**Objective 1**
Could you print the part of the mailing-list post on reliability versus safety culture starting with "2. Root Cause" and going on through "be called root."?
**Objective 2**
Can you carry on the mailing-list post on reliability versus safety culture from the point where it stops?

**Source passage**
______________________________
[SystemSafety] "Reliability" culture versus "safety" culture

From: Peter Bernard Ladkin < >
Date: Mon, 29 Jul 2013 14:37:32 +0200

As a few of you know, I have recently been involved in what appears to be a technical-culture clash, between "reliability" and "safety" engineers, which has led/leads to organisational problems, for example the scope of technical standards. Some suspect that such a culture clash is moderately rigid. I would like to figure out as many specific technical differences as I can. It is moderately important to me that the expression of such differences attain universal assent (that is, from both cultures as well as any others....)

Here are some I know about already.

  1. Root Cause Analysis. Reliability people set store by methods such as Five-Why's, and Fishbone Diagrams, which people analysing accidents or serious incidents consider hopelessly inadequate (in Nancy's word, "silly").
  2. Root Cause Analysis. Reliability people often look to identify "the" root cause of a quality problem, and many methods are geared to identifying "the" root cause. Accident analysts are (usually) adamant that there is hardly ever (in the words of many, "never") just *one* cause which can be called root.
  3. FMEA. There are considerable questions with today's complex systems of how to calculate maintenance cycles. Even a military road vehicle nowadays can be considered a "system of systems", in that the system-subsystem hierarchy is quite deep. Calculating maintenance cycles requires obtaining some idea of MTBFs of components. Components may be simple, or line-replacable units, or units that require shop maintenance. Physical components may or may not correspond to functional blocks (there is a notation, Functional Block Diagrams or FBDs, which is widely used). There are ways of calculating MTBFs and maintenance procedures for components hierarchically arranged in FBDs. They may well work well enough for the control of complexity to determine the requirements for regular maintenance.

However, if functional failures contribute to hazards, these methods, which are approximate, do not appear to work well for assessing the likelihoods of hazards arising. (This is true even for those hazards which arise exclusively as a result of failures.)

4. FMEA. People who work with FMEA for reliability goals are not so concerned with completeness. Indeed, I have had reliability-FMEA experts dismiss the subject when I brought it up, claiming it to be "impossible". However, people who use FMEA for the analysis of failures of safety-relevant systems and their hazards must be very concerned, as a matter of due diligence, that their analyses (their listing of failure modes) as far as possible leave nothing out (in other words, that they are as complete as possible).

5. Testing. Safety people generally know (or can be presumed to know) of the work which tells them that assessing software-based systems for high reliability through testing cannot practically be accomplished, if the desired reliability is higher than one error in 10,000 to 100,000 operational hours (e.g., Littlewood/Strigini, Butler/Finelli, both 1993).
______________________________
**Dataset extract**
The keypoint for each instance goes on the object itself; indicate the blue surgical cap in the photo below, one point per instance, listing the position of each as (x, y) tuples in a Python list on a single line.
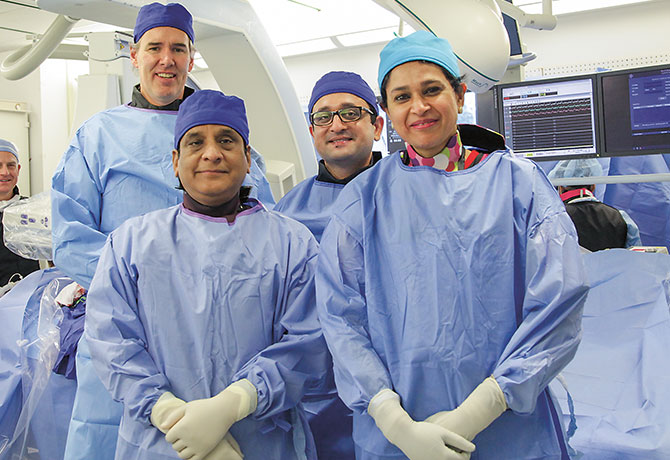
______________________________
**Written answer 1**
2. Root Cause Analysis. Reliability people often look to identify "the" root cause of a quality problem, and many methods are geared to identifying "the" root cause. Accident analysts are (usually) adamant that there is hardly ever (in the words of many, "never") just *one* cause which can be called root.

**Written answer 2**
Whereas reliability people believe that statistical analysis of testing is practical and worthwhile. For example , from a paper in the 2000 IEEE R&M Symposium:
> Abstract: When large hardware-software systems are run-in or an acceptance testing is made, a
> problem is when to stop the test and deliver/accept the system. The same problem exists when a
> large software program is tested with simulated operations data. Based on two theses from the
> Technical University of Denmark the paper describes and evaluates 7 possible algorithms. Of these
> algorithms the three most promising are tested with simulated data. 27 different systems are
> simulated, and 50 Monte Carlo simulations made on each system. The stop times generated by the
> algorithm is compared with the known perfect stop time. Of the three algorithms two is selected
> as good. These two algorithms are then tested on 10 sets of real data. The algorithms are tested
> with three different levels of confidence. The number of correct and wrong stop decisions are
> counted. The conclusion is that the Weibull algorithm with 90% confidence level takes the right
> decision in every one of the 10 cases.

6 .... and onwards. I would like to collect as many examples as possible of such differences. Do some of you have other contrasts to contribute? I would like to share with colleagues, so I do intend to attribute to the contributor if this is OK. (Desired-anonymous examples will also be kept, as desired, anonymous.)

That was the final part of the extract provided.